### DATA SUPPLIED ###

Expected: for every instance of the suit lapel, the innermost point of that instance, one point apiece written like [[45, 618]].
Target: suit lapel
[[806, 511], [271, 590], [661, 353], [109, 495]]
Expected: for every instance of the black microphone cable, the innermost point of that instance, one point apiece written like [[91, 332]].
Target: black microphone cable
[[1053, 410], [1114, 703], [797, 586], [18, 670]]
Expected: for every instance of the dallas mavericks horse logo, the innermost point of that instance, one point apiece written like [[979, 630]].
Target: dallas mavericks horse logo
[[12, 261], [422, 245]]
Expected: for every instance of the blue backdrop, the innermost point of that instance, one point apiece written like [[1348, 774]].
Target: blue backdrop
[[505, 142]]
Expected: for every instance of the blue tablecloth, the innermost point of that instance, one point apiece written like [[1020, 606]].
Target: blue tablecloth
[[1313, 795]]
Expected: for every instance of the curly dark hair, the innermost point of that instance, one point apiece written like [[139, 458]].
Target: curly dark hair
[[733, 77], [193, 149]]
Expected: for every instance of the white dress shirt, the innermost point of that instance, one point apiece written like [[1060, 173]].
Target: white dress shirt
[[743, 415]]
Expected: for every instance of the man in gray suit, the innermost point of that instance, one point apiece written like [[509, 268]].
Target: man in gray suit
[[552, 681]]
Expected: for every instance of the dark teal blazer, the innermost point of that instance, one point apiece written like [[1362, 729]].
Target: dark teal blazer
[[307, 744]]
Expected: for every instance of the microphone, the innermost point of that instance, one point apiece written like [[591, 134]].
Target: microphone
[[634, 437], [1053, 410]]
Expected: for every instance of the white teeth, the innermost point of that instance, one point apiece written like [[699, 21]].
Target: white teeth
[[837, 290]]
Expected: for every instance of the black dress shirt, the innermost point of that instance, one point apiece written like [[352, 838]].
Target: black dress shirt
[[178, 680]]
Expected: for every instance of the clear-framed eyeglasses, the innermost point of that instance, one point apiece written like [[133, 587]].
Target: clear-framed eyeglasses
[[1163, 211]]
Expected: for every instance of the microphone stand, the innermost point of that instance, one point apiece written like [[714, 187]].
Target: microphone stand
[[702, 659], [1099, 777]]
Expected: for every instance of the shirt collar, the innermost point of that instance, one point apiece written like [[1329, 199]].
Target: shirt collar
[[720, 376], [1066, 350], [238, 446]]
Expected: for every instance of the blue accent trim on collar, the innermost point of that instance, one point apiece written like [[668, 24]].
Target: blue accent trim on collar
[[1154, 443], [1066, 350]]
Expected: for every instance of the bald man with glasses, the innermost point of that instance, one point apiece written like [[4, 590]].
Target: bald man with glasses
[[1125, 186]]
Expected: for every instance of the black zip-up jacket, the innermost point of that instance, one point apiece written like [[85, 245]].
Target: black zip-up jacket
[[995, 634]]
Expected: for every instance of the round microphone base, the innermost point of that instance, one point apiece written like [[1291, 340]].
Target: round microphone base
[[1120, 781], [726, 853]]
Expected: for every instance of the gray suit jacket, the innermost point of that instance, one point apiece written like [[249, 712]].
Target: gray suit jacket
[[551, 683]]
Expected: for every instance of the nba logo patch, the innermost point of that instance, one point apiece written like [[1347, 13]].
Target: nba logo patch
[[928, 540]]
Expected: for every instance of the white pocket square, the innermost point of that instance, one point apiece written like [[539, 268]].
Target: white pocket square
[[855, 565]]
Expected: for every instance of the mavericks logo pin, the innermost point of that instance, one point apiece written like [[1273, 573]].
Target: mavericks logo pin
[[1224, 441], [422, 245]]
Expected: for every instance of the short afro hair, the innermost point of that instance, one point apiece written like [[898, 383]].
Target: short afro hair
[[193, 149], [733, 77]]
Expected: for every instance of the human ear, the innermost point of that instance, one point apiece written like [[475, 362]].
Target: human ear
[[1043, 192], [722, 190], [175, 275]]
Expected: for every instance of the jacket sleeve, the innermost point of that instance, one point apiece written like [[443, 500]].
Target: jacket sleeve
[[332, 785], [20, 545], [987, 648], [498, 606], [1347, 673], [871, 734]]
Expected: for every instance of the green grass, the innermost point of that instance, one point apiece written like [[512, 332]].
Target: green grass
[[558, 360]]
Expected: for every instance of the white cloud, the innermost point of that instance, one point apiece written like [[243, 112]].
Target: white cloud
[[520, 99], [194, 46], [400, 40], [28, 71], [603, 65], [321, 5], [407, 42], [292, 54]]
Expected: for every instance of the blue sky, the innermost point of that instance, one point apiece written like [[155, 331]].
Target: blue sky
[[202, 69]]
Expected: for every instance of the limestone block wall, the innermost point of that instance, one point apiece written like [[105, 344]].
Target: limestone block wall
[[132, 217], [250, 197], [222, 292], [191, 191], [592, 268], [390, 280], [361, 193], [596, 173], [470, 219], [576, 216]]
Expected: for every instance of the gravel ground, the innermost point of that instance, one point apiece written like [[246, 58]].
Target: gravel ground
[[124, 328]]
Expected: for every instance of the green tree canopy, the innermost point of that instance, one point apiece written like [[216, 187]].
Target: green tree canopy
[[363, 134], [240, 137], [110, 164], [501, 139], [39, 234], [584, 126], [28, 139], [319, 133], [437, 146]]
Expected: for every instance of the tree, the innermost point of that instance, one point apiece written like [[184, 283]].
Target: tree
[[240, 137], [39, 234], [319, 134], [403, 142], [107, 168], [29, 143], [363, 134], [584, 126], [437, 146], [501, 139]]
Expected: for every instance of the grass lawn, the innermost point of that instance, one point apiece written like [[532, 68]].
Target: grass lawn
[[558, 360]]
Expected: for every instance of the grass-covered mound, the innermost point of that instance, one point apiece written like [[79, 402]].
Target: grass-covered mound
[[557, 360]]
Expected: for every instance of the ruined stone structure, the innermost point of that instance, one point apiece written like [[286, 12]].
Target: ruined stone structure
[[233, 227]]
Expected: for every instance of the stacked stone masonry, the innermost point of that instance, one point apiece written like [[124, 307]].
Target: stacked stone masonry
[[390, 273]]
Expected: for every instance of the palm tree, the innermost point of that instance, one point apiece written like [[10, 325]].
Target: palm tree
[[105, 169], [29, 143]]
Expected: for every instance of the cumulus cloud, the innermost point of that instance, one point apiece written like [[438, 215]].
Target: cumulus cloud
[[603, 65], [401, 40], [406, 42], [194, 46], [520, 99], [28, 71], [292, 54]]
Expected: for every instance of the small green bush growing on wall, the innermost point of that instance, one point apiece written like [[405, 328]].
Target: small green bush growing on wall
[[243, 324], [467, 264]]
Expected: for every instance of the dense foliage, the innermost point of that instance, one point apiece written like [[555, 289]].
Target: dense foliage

###

- GOAL: Rewrite the stretch from the line containing "Expected: for every instance of the stacked" through the end of the entries, replacing "palm tree" with "coconut palm" and leaving everything else unchanged.

- WRITTEN ANSWER:
Expected: for every instance of the stacked stone masonry, the innermost point of that instance, one point apiece written like [[124, 307]].
Target: stacked stone masonry
[[390, 273]]
Expected: for every instance of the coconut palm, the innermost point of that instance, one point apiece written like [[10, 325]].
Target: coconut palm
[[105, 169], [29, 143]]
Expected: for every instance of the cumulus cloud, the innermost point of that instance, one point apiece written like [[438, 215]].
Target: cumulus cloud
[[603, 65], [401, 40], [406, 42], [194, 46], [520, 99], [28, 71], [292, 54]]
Expected: for every instance of the small green bush growing on wall, the innermost point of that instance, one point apiece written like [[405, 328]].
Target: small green bush growing on wall
[[243, 324], [467, 264]]
Expected: for every instance of the dense foliage, the innermost point of that instance, one point apiece written like [[555, 289]].
Target: dense foliage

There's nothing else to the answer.